Passage to read:
A. Security Valuation
Securities listed or traded on a national securities exchange or on the
NASDAQ National Market System are valued at the last sale price on the last
business day of the period, or if there was not a sale that day, at the last
bid price. Unlisted securities are valued at the most recent bid price.
Short-term investments with maturities of 60 days or less are valued at cost
plus interest earned, which approximates market value.
B. Federal Income Tax
No provision for federal income tax is required because the Fund has
elected to be taxed as a "regulated investment company" under the Internal
Revenue Code and intends to maintain this qualification and to distribute
each year to its shareholders, in accordance with the minimum distribution
requirements of the Code, all of its taxable net investment income and
taxable net realized gains on investments.
C. Securities Transactions and Related Investment Income
Securities transactions are accounted for on the date the securities are
purchased or sold. Dividend income and distributions to shareholders are
recorded on the ex-dividend date. Interest income and expenses are recorded
on an accrual basis.
D. Use of Estimates
The preparation of the financial statements in accordance with generally
accepted accounting principles requires management to make estimates and
assumptions that affect the amounts reported. Actual results could differ
from those estimates.

Provided data:
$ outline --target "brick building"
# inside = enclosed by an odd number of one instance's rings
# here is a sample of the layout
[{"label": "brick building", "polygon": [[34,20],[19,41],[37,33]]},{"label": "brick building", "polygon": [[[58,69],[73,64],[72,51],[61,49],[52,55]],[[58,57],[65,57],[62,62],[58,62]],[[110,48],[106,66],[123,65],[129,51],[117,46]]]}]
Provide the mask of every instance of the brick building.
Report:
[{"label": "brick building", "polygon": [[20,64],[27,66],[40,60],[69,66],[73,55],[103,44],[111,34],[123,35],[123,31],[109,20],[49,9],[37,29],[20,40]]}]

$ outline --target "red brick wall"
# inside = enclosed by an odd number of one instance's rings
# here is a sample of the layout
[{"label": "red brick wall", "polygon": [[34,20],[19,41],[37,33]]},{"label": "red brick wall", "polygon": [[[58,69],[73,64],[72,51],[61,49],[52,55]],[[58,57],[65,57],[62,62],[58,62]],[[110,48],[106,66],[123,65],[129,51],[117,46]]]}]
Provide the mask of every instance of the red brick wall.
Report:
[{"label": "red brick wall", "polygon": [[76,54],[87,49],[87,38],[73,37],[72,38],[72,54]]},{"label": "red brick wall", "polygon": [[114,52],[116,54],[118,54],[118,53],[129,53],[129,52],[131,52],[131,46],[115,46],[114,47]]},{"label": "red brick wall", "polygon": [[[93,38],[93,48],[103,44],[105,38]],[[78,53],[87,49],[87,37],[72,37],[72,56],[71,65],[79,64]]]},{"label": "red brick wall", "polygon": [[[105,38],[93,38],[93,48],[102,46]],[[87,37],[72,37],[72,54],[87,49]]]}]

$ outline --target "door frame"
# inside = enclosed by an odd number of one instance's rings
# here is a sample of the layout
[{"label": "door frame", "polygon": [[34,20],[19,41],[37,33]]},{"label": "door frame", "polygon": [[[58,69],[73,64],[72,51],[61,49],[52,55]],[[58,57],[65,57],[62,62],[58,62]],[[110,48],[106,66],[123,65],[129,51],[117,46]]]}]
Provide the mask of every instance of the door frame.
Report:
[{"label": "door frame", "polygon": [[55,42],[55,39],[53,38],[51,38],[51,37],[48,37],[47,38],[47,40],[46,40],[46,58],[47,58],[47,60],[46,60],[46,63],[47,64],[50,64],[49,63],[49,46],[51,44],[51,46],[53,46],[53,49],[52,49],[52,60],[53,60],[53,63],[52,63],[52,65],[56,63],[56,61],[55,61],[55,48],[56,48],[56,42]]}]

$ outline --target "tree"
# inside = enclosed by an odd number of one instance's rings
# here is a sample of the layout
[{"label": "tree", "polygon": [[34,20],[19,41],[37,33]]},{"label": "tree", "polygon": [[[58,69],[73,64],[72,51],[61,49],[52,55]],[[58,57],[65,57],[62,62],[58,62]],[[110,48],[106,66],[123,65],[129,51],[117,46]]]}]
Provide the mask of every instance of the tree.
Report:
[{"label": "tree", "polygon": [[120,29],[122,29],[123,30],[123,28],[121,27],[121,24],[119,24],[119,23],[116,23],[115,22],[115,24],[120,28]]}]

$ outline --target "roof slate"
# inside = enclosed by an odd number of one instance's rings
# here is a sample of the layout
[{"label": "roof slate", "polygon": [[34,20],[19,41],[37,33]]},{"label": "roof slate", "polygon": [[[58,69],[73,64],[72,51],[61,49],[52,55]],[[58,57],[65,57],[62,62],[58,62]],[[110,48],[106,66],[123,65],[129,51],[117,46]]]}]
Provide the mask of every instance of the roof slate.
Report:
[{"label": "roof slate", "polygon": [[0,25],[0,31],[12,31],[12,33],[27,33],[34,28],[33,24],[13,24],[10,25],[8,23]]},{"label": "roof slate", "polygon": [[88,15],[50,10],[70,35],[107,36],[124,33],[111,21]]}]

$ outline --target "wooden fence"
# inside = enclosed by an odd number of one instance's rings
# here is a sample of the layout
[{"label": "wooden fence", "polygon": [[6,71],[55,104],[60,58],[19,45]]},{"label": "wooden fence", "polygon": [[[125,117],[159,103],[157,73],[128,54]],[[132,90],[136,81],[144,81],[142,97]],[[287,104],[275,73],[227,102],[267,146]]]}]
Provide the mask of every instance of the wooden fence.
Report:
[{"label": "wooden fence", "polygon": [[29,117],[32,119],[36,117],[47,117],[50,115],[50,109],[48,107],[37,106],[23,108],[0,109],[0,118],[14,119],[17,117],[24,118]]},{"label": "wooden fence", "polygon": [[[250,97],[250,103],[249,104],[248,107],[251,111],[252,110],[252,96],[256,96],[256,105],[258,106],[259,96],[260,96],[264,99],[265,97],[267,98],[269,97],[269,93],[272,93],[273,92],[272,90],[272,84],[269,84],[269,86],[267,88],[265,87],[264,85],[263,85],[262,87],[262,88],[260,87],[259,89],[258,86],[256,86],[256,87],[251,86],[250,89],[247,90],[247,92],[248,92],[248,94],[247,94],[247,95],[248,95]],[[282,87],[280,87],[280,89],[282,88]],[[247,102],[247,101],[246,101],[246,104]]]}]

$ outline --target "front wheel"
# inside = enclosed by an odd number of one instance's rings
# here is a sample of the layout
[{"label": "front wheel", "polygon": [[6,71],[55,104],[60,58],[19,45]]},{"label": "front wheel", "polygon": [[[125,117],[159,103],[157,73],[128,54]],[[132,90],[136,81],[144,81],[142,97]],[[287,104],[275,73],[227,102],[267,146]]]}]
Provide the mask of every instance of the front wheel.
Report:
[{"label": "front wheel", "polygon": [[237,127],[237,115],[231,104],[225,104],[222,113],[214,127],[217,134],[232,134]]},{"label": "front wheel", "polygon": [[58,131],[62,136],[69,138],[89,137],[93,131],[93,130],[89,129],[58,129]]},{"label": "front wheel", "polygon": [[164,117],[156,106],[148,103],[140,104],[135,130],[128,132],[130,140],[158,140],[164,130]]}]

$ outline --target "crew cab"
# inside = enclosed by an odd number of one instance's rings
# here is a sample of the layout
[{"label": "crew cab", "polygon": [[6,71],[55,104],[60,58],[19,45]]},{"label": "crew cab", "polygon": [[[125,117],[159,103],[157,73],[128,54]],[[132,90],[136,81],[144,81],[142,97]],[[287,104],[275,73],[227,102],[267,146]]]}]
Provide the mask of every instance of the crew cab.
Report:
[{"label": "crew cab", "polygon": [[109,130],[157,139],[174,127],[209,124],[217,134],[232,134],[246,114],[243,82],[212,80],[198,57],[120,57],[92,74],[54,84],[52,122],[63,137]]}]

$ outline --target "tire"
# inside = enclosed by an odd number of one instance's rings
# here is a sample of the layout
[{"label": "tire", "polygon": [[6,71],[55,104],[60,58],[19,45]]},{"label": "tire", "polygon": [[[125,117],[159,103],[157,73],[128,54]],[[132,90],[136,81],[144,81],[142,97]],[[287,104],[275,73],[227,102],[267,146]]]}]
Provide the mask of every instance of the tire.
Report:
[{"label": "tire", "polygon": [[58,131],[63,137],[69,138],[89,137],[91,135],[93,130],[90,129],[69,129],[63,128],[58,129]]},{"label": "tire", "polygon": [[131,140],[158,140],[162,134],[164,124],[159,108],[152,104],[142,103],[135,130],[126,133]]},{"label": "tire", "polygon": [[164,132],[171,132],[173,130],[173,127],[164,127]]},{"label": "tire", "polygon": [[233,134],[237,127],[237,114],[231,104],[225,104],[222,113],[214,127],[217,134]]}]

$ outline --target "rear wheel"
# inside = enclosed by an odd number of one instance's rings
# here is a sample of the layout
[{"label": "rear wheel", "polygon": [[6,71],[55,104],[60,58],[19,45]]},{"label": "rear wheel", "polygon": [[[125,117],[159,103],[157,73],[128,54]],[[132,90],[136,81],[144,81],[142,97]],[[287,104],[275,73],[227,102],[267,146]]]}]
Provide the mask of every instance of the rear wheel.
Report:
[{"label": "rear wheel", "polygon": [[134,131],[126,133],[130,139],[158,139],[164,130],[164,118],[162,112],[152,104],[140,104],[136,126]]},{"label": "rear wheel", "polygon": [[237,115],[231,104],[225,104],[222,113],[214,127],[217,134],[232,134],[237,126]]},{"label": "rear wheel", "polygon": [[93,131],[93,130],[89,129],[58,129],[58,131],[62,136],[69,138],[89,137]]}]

Task instructions: In the fund's accounting notes, how are short-term investments with maturities of 60 days or less valued?

Correct answer: At cost plus interest earned, which approximates market value.